Dataset records section start

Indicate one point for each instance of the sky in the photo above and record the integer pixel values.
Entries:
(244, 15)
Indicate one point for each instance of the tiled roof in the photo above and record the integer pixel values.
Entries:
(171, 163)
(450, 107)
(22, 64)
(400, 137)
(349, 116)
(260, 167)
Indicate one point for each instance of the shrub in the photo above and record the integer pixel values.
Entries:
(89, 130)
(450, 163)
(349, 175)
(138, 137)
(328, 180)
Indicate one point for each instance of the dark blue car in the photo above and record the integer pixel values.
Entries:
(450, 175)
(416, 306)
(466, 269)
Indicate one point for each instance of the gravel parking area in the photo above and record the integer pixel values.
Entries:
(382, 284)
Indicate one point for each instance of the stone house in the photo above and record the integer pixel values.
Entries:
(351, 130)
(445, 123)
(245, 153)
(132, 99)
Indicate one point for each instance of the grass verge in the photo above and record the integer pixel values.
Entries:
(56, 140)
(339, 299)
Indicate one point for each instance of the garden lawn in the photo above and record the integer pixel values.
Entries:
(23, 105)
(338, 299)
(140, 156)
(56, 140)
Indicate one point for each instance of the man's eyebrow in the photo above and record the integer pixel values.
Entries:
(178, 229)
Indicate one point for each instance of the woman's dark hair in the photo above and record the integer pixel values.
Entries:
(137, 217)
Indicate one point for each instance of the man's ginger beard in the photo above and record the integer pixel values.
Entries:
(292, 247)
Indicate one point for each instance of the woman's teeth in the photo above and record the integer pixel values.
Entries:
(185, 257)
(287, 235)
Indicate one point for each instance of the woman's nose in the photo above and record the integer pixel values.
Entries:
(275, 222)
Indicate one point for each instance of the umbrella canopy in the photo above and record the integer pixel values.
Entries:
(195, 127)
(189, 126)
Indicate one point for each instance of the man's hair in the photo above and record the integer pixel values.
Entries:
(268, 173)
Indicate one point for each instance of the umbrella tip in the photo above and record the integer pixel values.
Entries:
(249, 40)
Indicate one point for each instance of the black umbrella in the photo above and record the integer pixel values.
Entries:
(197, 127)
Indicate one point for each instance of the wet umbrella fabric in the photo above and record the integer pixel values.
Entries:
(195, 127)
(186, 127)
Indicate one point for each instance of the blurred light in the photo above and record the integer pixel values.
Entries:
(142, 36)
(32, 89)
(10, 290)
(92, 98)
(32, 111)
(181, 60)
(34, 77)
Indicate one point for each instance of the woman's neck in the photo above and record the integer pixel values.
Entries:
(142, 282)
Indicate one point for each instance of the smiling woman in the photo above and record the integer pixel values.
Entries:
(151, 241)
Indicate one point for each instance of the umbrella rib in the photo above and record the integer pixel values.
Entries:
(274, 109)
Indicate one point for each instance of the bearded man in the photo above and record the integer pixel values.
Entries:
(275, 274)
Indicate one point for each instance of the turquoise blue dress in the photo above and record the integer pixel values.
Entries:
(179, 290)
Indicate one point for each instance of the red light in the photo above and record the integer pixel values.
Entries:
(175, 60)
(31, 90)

Dataset records section end

» **Exercise requirements**
Reproduce the listing above exactly from the line containing "Indicate one point for each instance of the bearded" through its last line, with both of those lines included.

» **Expected answer**
Indicate one point for each instance of the bearded man in the photo above and record the integer pixel values.
Entries:
(275, 274)
Indicate one point for each instance of the turquoise blue dress in the photo above and record the integer pixel values.
Entries:
(179, 290)
Indicate one point for each instance of the red light in the photo above and record the integer pixel values.
Entries:
(175, 60)
(31, 90)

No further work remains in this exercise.